- **What you will do**
Copy word for word the lines below, starting with the line containing "Run detection for person in green" and going on through the end of the items.

=== Listing ===

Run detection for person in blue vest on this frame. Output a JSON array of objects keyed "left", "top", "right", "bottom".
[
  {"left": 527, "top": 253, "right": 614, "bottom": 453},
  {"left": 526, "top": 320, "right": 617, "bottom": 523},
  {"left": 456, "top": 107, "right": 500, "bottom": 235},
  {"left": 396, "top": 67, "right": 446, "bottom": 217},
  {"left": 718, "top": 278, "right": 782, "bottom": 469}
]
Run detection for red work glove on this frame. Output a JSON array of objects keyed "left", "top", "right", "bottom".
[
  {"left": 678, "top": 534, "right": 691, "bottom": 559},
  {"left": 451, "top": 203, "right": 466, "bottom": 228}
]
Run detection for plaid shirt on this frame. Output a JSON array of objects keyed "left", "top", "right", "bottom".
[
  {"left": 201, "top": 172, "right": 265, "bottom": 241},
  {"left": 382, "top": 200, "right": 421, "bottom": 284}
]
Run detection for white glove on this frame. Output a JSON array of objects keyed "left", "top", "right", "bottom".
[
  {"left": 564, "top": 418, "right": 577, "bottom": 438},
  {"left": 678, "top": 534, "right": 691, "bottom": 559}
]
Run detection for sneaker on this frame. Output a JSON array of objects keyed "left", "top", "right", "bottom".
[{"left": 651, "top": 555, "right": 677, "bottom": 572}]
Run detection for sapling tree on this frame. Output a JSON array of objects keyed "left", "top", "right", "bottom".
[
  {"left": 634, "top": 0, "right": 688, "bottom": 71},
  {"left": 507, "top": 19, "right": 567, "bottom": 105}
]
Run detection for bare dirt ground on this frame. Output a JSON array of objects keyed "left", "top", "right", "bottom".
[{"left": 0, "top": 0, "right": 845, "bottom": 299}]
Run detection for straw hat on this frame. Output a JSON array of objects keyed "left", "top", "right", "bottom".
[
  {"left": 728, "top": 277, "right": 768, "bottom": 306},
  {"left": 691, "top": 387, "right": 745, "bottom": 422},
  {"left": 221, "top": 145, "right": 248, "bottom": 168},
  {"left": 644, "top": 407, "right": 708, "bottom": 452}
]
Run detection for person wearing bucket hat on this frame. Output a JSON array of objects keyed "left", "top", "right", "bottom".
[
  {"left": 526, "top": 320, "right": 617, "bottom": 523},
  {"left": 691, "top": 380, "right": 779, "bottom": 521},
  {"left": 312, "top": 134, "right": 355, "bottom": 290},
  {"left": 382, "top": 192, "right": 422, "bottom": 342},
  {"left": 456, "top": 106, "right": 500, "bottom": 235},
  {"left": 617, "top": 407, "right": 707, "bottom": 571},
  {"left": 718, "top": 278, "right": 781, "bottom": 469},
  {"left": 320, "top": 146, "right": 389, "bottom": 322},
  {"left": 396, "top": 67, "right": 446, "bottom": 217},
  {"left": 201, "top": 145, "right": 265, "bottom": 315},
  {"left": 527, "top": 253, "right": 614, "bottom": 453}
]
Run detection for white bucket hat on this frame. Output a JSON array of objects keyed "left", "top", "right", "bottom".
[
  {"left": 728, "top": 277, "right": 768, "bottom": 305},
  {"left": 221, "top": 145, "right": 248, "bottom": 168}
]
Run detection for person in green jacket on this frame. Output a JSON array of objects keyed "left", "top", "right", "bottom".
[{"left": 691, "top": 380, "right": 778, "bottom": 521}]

===

- **Final answer**
Run detection for person in green jacket on this frame. Output a JSON array of objects keyed "left", "top", "right", "bottom".
[{"left": 691, "top": 380, "right": 778, "bottom": 521}]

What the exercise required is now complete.